**Written exercise**
Every line must be returned precisely as it is written.

**Information shown**

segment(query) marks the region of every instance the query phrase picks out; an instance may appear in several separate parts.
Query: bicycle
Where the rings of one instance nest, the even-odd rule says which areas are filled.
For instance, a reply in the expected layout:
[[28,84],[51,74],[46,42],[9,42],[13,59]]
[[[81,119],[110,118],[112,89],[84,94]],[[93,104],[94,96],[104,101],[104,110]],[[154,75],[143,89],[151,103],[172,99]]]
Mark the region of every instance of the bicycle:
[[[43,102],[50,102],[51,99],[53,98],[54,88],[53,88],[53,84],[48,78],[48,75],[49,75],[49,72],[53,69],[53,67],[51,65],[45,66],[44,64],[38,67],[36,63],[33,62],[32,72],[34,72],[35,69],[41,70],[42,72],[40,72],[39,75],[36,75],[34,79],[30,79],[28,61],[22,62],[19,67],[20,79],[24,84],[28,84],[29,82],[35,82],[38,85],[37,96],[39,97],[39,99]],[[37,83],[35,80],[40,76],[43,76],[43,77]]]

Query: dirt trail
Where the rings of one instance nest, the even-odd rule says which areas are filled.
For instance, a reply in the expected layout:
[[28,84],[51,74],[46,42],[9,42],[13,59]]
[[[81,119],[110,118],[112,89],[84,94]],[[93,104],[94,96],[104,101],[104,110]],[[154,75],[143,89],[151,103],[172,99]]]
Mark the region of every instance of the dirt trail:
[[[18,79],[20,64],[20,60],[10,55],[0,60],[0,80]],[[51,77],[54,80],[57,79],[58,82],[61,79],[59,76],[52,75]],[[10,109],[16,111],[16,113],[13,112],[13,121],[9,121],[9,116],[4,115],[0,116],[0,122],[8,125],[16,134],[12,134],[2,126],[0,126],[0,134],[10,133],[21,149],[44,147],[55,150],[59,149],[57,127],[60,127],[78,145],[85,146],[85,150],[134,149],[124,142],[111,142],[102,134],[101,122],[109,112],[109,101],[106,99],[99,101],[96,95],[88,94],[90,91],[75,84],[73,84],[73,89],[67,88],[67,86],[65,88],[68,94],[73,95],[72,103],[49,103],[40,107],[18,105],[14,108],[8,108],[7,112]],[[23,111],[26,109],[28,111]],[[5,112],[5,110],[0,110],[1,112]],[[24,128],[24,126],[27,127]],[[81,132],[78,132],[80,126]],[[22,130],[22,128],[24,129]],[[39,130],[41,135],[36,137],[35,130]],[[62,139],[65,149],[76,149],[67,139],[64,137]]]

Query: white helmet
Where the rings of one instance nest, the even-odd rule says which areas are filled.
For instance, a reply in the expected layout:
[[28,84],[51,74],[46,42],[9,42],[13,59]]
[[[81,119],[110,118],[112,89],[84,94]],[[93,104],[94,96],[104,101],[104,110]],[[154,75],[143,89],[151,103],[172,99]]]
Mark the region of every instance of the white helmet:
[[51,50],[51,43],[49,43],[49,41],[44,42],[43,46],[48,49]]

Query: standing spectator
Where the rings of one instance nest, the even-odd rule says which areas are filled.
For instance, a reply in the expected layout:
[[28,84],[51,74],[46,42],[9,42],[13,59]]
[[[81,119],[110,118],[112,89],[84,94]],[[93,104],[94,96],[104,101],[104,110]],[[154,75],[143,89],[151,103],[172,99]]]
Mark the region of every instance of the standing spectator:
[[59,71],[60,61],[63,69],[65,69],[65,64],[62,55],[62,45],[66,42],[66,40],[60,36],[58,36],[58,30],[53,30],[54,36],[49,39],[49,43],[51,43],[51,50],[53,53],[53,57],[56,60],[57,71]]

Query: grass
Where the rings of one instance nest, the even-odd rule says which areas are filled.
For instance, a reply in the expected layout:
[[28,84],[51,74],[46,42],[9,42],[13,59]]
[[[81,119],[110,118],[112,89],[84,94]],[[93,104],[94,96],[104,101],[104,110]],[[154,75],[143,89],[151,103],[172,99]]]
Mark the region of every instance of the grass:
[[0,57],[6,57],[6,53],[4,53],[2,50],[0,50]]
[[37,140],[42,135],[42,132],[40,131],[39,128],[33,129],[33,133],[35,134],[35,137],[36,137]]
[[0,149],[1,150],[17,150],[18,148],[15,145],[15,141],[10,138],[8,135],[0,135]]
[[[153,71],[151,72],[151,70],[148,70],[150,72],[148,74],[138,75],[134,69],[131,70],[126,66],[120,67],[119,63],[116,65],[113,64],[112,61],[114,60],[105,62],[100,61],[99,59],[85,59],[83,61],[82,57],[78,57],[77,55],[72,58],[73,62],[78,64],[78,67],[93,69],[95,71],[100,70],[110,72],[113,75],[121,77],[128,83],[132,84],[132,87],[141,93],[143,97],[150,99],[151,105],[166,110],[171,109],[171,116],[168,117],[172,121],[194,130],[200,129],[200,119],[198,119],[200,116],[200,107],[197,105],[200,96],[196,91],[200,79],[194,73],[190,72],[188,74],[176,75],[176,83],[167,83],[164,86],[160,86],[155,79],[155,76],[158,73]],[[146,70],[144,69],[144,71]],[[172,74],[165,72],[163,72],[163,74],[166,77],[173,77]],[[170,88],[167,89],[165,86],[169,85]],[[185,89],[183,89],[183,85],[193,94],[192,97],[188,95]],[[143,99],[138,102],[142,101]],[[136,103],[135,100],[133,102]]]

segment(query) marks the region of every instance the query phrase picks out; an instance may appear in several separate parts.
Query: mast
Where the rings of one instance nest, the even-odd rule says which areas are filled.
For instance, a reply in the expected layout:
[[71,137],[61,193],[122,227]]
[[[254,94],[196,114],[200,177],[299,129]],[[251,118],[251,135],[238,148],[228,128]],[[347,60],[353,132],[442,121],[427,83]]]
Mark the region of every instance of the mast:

**Full answer**
segment(query) marks the region of every instance the query phrase picks out; an instance may appear in several separate parts.
Query: bicycle
Where the rings of one instance nest, the even-odd rule says which areas are filled.
For instance, a reply in the expected layout:
[[28,84],[51,74],[46,42],[9,42],[13,59]]
[[[81,119],[110,118],[112,89],[84,94]],[[93,104],[94,96],[104,101],[104,110]],[[154,75],[143,89],[151,103],[172,99]]]
Mark the region of every instance of the bicycle:
[[[43,102],[50,102],[51,99],[53,98],[54,88],[53,88],[53,84],[48,78],[48,75],[49,75],[49,72],[53,69],[53,67],[51,65],[45,66],[44,64],[38,67],[36,63],[33,62],[32,72],[34,72],[35,69],[41,70],[42,72],[40,72],[39,75],[36,75],[34,79],[30,79],[28,61],[22,62],[19,67],[20,79],[24,84],[28,84],[29,82],[35,82],[38,85],[37,96],[39,97],[39,99]],[[37,83],[35,80],[40,76],[43,76],[43,77]]]

Query: dirt trail
Where the rings of one instance nest, the even-odd rule says which areas are filled.
For instance, a reply in the expected layout:
[[28,84],[51,74],[46,42],[9,42],[13,59]]
[[[81,119],[110,118],[112,89],[84,94]],[[93,104],[94,96],[104,101],[104,110]],[[154,75],[143,89],[151,103],[172,99]]]
Mark the region of every instance of the dirt trail:
[[[18,79],[20,64],[20,60],[10,55],[0,60],[0,80]],[[51,77],[54,80],[57,79],[58,82],[61,79],[59,76],[52,75]],[[10,109],[16,111],[16,113],[13,112],[13,121],[9,121],[9,116],[4,115],[0,116],[0,122],[8,125],[16,134],[12,134],[2,126],[0,126],[0,134],[10,133],[21,149],[44,147],[55,150],[59,149],[57,127],[60,127],[78,145],[85,146],[85,150],[134,149],[124,142],[111,142],[102,134],[101,122],[109,112],[109,101],[106,99],[99,101],[96,95],[88,94],[90,91],[75,84],[73,84],[73,89],[67,88],[67,86],[65,88],[68,94],[73,95],[72,103],[49,103],[40,107],[18,105],[14,108],[8,108],[7,112]],[[23,111],[26,109],[28,111]],[[5,112],[5,110],[0,110],[1,112]],[[24,128],[24,126],[27,127]],[[81,132],[78,132],[80,126]],[[22,130],[22,128],[24,129]],[[39,130],[41,135],[36,137],[35,130]],[[62,139],[65,149],[76,149],[67,139],[64,137]]]

Query: white helmet
Where the rings of one instance nest, the even-odd rule says which areas are filled.
For instance, a reply in the expected layout:
[[28,84],[51,74],[46,42],[9,42],[13,59]]
[[[81,119],[110,118],[112,89],[84,94]],[[93,104],[94,96],[104,101],[104,110]],[[154,75],[143,89],[151,103],[172,99]]]
Mark the region of every instance of the white helmet:
[[51,50],[51,43],[49,43],[49,41],[44,42],[43,46],[48,49]]

Query: standing spectator
Where the rings of one instance nest, the even-odd rule says which areas are filled.
For instance, a reply in the expected layout:
[[28,84],[51,74],[46,42],[9,42],[13,59]]
[[[81,119],[110,118],[112,89],[84,94]],[[93,104],[94,96],[104,101],[104,110]],[[154,75],[143,89],[151,103],[172,99]]]
Mark the region of every instance of the standing spectator:
[[59,71],[60,61],[63,69],[65,69],[65,64],[62,55],[62,45],[66,42],[66,40],[60,36],[58,36],[58,30],[53,30],[54,36],[49,39],[49,43],[51,43],[51,50],[53,53],[53,57],[56,60],[57,71]]

Query: grass
Where the rings of one instance nest, the even-odd rule says which areas are filled.
For instance, a reply in the expected layout:
[[28,84],[51,74],[46,42],[9,42],[13,59]]
[[[81,119],[110,118],[112,89],[84,94]],[[93,104],[94,96],[104,101],[104,110]],[[154,75],[143,89],[151,103],[172,99]]]
Mark the region of every instance of the grass:
[[0,57],[6,57],[6,53],[4,53],[2,50],[0,50]]
[[37,140],[42,135],[42,132],[40,131],[39,128],[33,129],[33,133],[35,134],[35,137],[36,137]]
[[0,149],[1,150],[17,150],[18,148],[15,145],[15,141],[10,138],[8,135],[0,135]]
[[[153,71],[151,72],[151,70],[148,70],[150,72],[148,74],[138,75],[134,69],[131,70],[126,66],[120,67],[119,63],[116,65],[113,64],[112,61],[114,60],[105,62],[100,61],[99,59],[85,59],[83,61],[82,57],[78,57],[77,55],[72,58],[73,62],[78,64],[78,67],[93,69],[95,71],[100,70],[110,72],[113,75],[121,77],[128,83],[132,84],[132,87],[141,93],[143,97],[150,99],[151,105],[166,110],[171,109],[171,116],[168,117],[172,121],[194,130],[200,129],[200,119],[198,119],[200,116],[200,107],[197,105],[200,96],[196,91],[200,79],[194,73],[190,72],[188,74],[176,75],[176,83],[167,83],[164,86],[160,86],[155,79],[155,76],[158,73]],[[146,70],[144,69],[144,71]],[[172,74],[165,72],[163,72],[163,74],[166,77],[173,77]],[[170,88],[167,89],[165,86],[169,85]],[[185,89],[183,89],[183,85],[193,94],[192,97],[188,95]],[[143,99],[138,102],[142,101]],[[136,103],[135,100],[133,102]]]

segment(query) marks the region of every instance the query phrase picks out; an instance may appear in several separate parts.
Query: mast
Where the rings of one instance nest, the even-odd rule says which areas are filled.
For instance, a reply in the expected layout:
[[71,137],[61,193],[122,227]]
[[[254,94],[196,114],[200,177],[299,129]],[[251,118],[251,135],[238,148],[228,128]],[[347,60],[353,132],[442,121],[427,83]]]
Mark the region of every instance of the mast:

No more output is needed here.